VORGELEGTER TEXT –
Dieser Freund, den Nordau vermutlich anläßlich der Pariser Weltausstellung von 1878 und der Gründung der Association litte- raire internationale kennengelemt hatte, empfiehlt Nordau an Dr. Stephany weiter, den Chefredakteur der Vossischen Zeitung, die gerade einen Paris-Korrespondenten sucht. Man wird rasch einig und Nordau ist fortan 11 , bis zum Ausbruch des Ersten Welt­kriegs, der Paris-Korrespondent der traditionsreichsten Tages­zeitung Berlins und eines der wichtigsten Blätter Deutschlands. 12 Wohlhabend geworden ist Nordau nur durch den Erfolg seiner Bücher, aber die Berufstätigkeit als Korrespondent sicherte ihm konjunktur- und erfolgsunabhängig in den folgenden Jahrzehnten ein festes monatliches Einkommen.

Korrespondent sein hieß vor allem: dauernde Präsenz. Denn der Korrespondent berichtete, im Gegensatz zum Feuilletonisten, in täglichen, per Telegraph übermittelten Depeschen über die tages­politischen Ereignisse. In einem Brief späterer Jahre an seinen Pa­riser Freund Eugen von Jagow, den Korrespondenten der mon­archistisch-ultrakonservativen Kreuz-Zeitung, schreibt Nordau zu dieser Pflicht: »Nun die technischen Fragen. Ich gebe morgens meine Depesche bis spätestens um 10, abends bis spätestens um 7 auf.« 13 Da die Zeitungen meist eine Morgen- und eine Abendaus­gabe hatten, mußte auch der Korrespondent zweimal täglich be­richten und telegraphieren. War er verhindert oder abwesend, mußte er sich vertreten lassen. Nordau war also mit einem Mal ziemlich streng auf Anwesenheit in Paris festgelegt. Das feste Ein­kommen hatte seinen Preis in der täglichen Routine.

DATENSATZAUSZÜGE –
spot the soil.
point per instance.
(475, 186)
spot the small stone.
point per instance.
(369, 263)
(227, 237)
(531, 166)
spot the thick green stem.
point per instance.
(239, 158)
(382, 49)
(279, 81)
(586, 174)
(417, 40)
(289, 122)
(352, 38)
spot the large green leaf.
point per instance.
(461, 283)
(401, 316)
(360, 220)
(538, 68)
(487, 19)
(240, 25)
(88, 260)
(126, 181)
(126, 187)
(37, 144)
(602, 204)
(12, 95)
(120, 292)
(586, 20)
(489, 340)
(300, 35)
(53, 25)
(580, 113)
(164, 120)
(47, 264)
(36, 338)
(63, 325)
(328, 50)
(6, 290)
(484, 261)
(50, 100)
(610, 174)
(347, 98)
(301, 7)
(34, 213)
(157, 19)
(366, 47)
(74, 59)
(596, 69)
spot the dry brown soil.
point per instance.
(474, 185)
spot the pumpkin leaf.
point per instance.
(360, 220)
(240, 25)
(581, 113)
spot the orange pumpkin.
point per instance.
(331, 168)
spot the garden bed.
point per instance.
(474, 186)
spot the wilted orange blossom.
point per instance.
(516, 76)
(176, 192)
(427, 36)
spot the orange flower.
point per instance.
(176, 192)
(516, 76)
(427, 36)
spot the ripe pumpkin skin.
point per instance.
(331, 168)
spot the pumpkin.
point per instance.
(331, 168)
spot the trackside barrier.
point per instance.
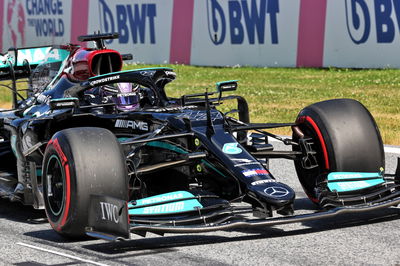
(270, 33)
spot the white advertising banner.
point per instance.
(362, 34)
(254, 32)
(35, 22)
(144, 27)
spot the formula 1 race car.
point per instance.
(107, 153)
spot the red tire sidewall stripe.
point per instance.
(65, 164)
(301, 120)
(321, 140)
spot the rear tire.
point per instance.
(78, 163)
(346, 138)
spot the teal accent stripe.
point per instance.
(167, 146)
(183, 203)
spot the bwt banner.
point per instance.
(271, 33)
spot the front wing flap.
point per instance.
(210, 218)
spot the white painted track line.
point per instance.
(61, 254)
(388, 148)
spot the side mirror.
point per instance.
(230, 85)
(64, 103)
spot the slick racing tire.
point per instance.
(345, 138)
(78, 163)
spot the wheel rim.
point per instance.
(55, 189)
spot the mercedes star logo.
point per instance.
(277, 192)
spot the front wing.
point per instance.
(220, 216)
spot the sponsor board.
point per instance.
(355, 33)
(362, 33)
(253, 32)
(36, 22)
(144, 26)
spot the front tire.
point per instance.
(346, 139)
(78, 163)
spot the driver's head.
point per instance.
(128, 97)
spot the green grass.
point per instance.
(278, 94)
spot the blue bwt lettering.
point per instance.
(131, 21)
(245, 17)
(359, 20)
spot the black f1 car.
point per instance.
(107, 153)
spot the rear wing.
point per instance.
(18, 63)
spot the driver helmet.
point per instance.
(128, 97)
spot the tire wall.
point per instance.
(270, 33)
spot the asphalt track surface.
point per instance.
(373, 239)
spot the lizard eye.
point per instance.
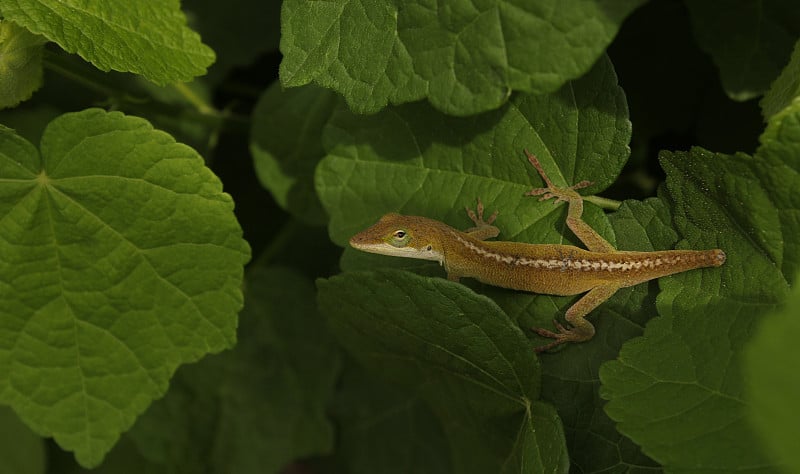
(400, 238)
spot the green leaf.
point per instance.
(260, 406)
(122, 259)
(20, 64)
(569, 376)
(256, 25)
(412, 160)
(286, 146)
(385, 429)
(786, 87)
(147, 38)
(749, 41)
(773, 385)
(464, 357)
(21, 451)
(463, 57)
(679, 390)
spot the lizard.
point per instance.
(554, 269)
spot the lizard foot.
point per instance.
(550, 190)
(477, 217)
(562, 336)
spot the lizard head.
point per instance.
(403, 236)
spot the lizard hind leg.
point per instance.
(580, 328)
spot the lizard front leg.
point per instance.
(590, 238)
(580, 328)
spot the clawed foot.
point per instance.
(551, 190)
(563, 335)
(477, 216)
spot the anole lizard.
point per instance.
(538, 268)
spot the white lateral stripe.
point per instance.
(568, 263)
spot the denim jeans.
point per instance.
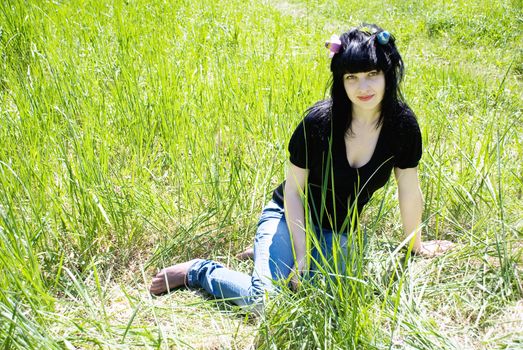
(273, 261)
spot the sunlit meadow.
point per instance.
(136, 134)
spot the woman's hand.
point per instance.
(430, 249)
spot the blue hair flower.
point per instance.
(383, 37)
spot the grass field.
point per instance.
(135, 134)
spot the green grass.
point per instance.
(136, 134)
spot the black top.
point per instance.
(333, 185)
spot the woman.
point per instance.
(342, 152)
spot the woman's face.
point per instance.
(365, 90)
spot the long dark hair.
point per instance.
(361, 52)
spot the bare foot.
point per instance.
(246, 254)
(170, 277)
(434, 248)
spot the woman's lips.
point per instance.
(365, 98)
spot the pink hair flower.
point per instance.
(334, 45)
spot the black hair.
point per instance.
(361, 52)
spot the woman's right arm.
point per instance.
(294, 211)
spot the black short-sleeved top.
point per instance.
(334, 187)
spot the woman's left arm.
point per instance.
(411, 208)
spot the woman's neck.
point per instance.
(365, 118)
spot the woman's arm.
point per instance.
(294, 211)
(411, 208)
(411, 204)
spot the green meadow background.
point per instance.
(136, 134)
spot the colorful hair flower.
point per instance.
(334, 45)
(383, 37)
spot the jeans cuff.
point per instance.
(192, 273)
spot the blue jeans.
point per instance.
(273, 261)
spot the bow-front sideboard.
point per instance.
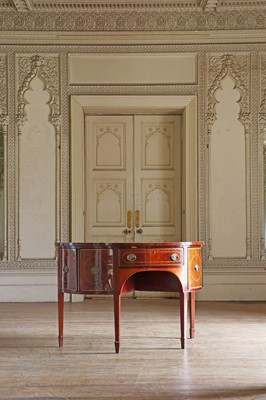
(117, 268)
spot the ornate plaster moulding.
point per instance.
(81, 5)
(127, 38)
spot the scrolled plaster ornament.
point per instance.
(237, 67)
(47, 69)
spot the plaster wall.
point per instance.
(38, 82)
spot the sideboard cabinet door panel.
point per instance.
(69, 269)
(96, 270)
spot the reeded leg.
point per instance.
(60, 318)
(117, 309)
(192, 298)
(183, 318)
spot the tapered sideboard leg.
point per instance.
(192, 298)
(60, 318)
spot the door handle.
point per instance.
(129, 219)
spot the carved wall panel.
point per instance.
(228, 124)
(38, 128)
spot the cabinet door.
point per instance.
(67, 279)
(194, 268)
(96, 270)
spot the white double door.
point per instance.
(133, 178)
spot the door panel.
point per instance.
(157, 177)
(132, 172)
(108, 175)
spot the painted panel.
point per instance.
(37, 155)
(228, 187)
(132, 69)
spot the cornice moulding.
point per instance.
(137, 20)
(80, 38)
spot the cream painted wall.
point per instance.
(47, 87)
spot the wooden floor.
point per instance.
(226, 360)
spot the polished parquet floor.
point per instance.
(226, 360)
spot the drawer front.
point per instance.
(68, 269)
(194, 268)
(96, 270)
(141, 257)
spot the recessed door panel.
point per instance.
(133, 175)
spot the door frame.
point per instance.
(186, 106)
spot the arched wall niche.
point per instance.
(186, 106)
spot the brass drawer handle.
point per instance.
(175, 257)
(131, 257)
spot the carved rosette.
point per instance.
(237, 67)
(47, 69)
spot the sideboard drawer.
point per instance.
(156, 257)
(96, 270)
(68, 270)
(194, 268)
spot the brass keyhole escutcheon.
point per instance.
(66, 269)
(131, 257)
(175, 257)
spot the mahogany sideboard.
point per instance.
(117, 268)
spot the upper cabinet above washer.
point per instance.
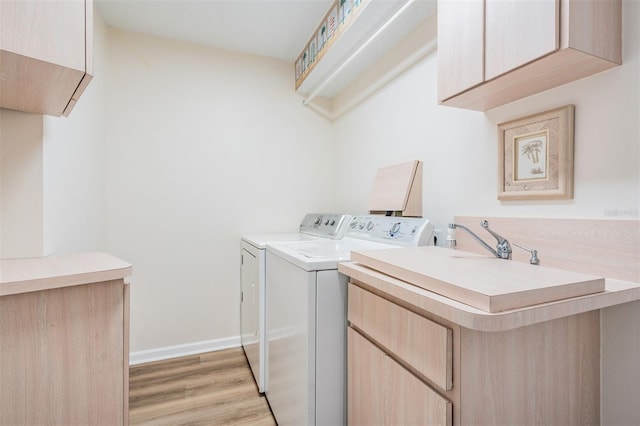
(359, 44)
(46, 57)
(493, 52)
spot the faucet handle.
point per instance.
(534, 254)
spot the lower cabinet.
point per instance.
(407, 366)
(382, 392)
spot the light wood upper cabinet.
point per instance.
(523, 47)
(46, 57)
(518, 32)
(460, 52)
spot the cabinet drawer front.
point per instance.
(421, 343)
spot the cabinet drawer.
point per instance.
(421, 343)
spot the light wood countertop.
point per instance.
(616, 292)
(60, 270)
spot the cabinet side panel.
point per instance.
(51, 31)
(548, 373)
(460, 46)
(62, 351)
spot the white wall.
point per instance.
(204, 145)
(20, 184)
(74, 166)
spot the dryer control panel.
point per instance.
(401, 231)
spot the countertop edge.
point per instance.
(616, 292)
(57, 271)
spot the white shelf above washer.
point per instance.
(371, 31)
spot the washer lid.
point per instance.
(320, 255)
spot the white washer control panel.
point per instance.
(328, 225)
(403, 231)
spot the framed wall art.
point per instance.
(535, 156)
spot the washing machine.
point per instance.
(307, 311)
(314, 226)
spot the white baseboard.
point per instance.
(158, 354)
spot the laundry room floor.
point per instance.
(205, 389)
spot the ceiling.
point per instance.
(272, 28)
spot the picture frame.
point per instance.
(535, 156)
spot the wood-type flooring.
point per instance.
(215, 388)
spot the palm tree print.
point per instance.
(532, 150)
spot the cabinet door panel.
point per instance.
(411, 402)
(365, 381)
(460, 46)
(418, 341)
(518, 32)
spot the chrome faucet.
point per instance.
(503, 248)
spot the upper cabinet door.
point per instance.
(460, 46)
(51, 31)
(518, 32)
(46, 56)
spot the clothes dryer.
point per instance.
(307, 311)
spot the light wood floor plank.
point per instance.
(215, 388)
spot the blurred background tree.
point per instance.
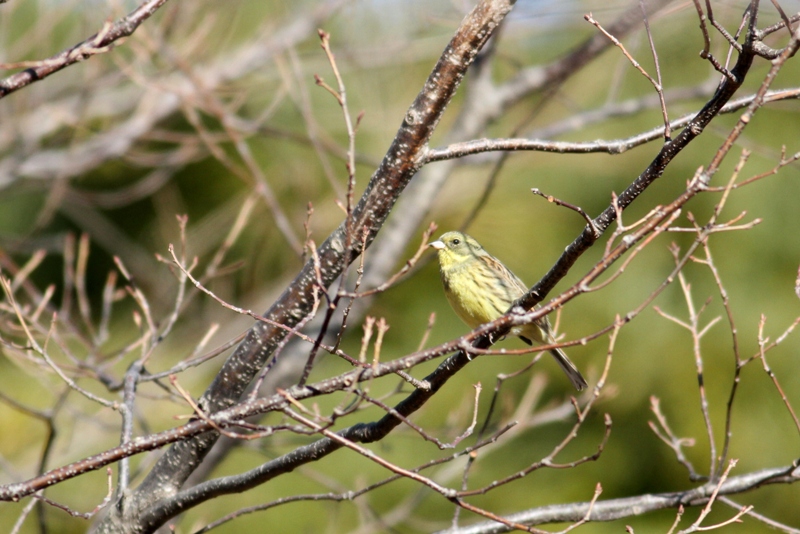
(210, 129)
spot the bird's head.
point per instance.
(456, 247)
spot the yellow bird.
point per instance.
(480, 289)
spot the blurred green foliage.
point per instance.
(385, 50)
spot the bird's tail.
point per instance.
(569, 369)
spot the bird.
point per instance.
(480, 289)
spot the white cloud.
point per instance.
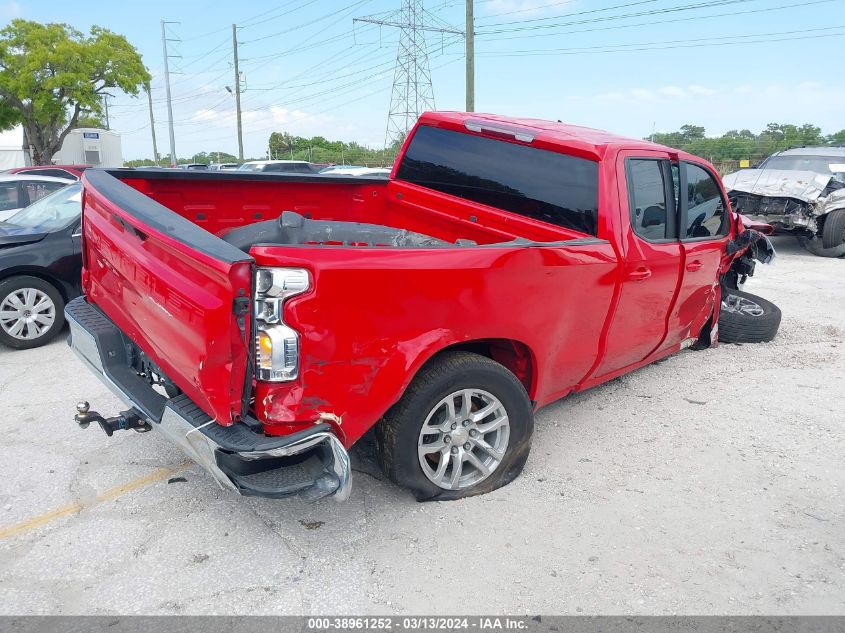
(673, 91)
(524, 7)
(642, 94)
(10, 10)
(701, 91)
(731, 106)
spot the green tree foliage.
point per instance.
(206, 158)
(50, 74)
(736, 145)
(318, 149)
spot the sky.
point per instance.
(628, 66)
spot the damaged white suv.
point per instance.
(799, 191)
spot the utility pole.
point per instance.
(238, 93)
(106, 106)
(152, 123)
(412, 91)
(470, 41)
(167, 89)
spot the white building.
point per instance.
(82, 146)
(90, 146)
(13, 152)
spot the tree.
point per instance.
(836, 137)
(50, 74)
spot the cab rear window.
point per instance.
(535, 183)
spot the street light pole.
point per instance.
(238, 93)
(470, 42)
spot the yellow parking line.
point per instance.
(76, 507)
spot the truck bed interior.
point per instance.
(247, 209)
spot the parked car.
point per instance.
(40, 266)
(70, 172)
(280, 166)
(20, 190)
(350, 170)
(799, 191)
(506, 264)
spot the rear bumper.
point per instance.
(310, 464)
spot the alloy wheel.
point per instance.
(27, 313)
(463, 439)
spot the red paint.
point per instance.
(562, 317)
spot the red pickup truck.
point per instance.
(266, 322)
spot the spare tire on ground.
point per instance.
(747, 318)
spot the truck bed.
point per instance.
(160, 266)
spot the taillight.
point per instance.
(276, 344)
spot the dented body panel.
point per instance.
(562, 309)
(791, 200)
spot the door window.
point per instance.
(647, 199)
(705, 210)
(55, 173)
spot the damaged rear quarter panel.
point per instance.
(374, 316)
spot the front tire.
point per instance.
(462, 428)
(833, 231)
(31, 312)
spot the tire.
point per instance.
(814, 245)
(401, 442)
(747, 318)
(833, 232)
(15, 295)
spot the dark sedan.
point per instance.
(40, 267)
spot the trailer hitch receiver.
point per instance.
(125, 421)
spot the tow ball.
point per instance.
(125, 421)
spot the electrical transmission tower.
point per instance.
(412, 92)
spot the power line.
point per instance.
(671, 44)
(687, 7)
(615, 27)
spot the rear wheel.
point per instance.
(462, 428)
(747, 318)
(31, 312)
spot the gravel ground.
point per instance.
(709, 483)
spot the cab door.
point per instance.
(704, 232)
(652, 266)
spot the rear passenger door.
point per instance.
(652, 260)
(704, 228)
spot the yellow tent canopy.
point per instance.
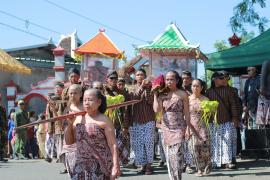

ARBEITSAUFTRÄGE –
a: Stimmen die folgenden Aussagen mit dem Text über Nordau als Paris-Korrespondenten überein? Beantworte jede mit Ja oder Nein und zitiere die entscheidenden Worte des Textes wörtlich. (i) Ein Freund empfahl Nordau an Dr. Stephany weiter. (ii) Wohlhabend wurde Nordau durch seine Arbeit als Korrespondent. (iii) Seine Morgendepesche gab Nordau spätestens um 10 Uhr auf.
b: Bis zu welchem Ereignis war Nordau laut dem Text über Nordau als Paris-Korrespondenten für die Vossische Zeitung tätig?
c: Führe den Text über Nordau als Paris-Korrespondenten im Anschluss an seinen letzten Satz weiter.

ANTWORTEN IN REIHENFOLGE –
a:
(i) Ja: „empfiehlt Nordau an Dr. Stephany weiter“
(ii) Nein: „Wohlhabend geworden ist Nordau nur durch den Erfolg seiner Bücher“
(iii) Ja: „Ich gebe morgens meine Depesche bis spätestens um 10“

b: Bis zum Ausbruch des Ersten Weltkriegs.

c:
11 Angaben aus: Anna Nordau, Max Nordau. Erinnerungen, S. 109f.

12 Vgl. Peter de Mendelssohn, Zeitungsstadt Berlin, Berlin 1982.

13 Brief Nordau an Eugen von Jagow v. 21.8.1889, zu finden im Zionistischen Zentralarchiv Jerusalem, Signatur: A 119/283/21. Im Zionistischen Zentralar­chiv liegen Hunderte von Briefen Nordaus an von Jagow, der, danach zu schlie­ßen, zeitweise der beste Freund Nordaus in Paris war.